▸ YOUR INSTRUCTIONS
Revise the part of the records that opens with the line containing "One point lands on every instance of the aircraft" and closes with the line containing "pixel 303 186" by putting "naval vessel" wherever "aircraft carrier" appears, with everything else unchanged. Give back only those lines.

— start DATASET RECORDS —

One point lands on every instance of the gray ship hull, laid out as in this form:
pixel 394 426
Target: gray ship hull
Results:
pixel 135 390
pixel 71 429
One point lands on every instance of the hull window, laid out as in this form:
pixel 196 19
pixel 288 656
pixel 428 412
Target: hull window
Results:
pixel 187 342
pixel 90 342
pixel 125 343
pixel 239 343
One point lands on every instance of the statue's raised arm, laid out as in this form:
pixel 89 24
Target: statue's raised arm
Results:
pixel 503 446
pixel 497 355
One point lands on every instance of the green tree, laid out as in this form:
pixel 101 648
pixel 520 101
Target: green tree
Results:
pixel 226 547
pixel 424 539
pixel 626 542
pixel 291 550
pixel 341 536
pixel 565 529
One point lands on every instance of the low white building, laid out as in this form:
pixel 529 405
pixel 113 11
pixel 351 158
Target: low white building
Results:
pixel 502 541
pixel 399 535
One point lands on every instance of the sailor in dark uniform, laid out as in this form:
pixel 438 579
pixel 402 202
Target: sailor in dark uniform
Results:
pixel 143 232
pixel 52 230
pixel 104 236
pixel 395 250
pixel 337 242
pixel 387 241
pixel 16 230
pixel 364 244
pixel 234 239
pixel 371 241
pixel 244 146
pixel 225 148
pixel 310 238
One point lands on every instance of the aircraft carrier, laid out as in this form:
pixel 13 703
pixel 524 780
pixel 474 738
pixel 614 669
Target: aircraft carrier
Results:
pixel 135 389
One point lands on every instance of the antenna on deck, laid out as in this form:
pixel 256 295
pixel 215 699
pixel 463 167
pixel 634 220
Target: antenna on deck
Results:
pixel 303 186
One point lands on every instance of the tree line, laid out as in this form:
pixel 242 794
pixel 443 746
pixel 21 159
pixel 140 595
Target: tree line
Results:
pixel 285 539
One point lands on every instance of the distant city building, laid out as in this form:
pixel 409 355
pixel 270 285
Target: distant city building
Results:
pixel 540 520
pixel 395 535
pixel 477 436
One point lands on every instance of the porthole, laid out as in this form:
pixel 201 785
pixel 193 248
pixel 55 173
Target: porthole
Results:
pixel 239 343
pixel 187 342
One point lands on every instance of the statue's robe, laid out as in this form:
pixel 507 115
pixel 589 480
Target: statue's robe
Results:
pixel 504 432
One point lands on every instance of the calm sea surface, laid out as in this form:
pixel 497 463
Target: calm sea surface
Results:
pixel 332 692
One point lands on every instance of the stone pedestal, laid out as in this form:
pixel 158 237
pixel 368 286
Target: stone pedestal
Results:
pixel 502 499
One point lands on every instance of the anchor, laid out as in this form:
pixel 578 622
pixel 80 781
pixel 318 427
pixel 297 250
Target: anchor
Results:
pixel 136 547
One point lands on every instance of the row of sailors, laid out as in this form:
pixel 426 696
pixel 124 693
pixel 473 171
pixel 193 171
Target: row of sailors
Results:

— end DATASET RECORDS —

▸ OUTPUT FOR THIS TASK
One point lands on every instance of the naval vessel, laid out as in this form:
pixel 13 703
pixel 524 780
pixel 474 738
pixel 614 669
Target: naval vessel
Results:
pixel 135 389
One point lands on every instance of the antenna on deck, laid out as in this form:
pixel 256 295
pixel 215 699
pixel 463 167
pixel 634 220
Target: antenna on deck
Results:
pixel 303 186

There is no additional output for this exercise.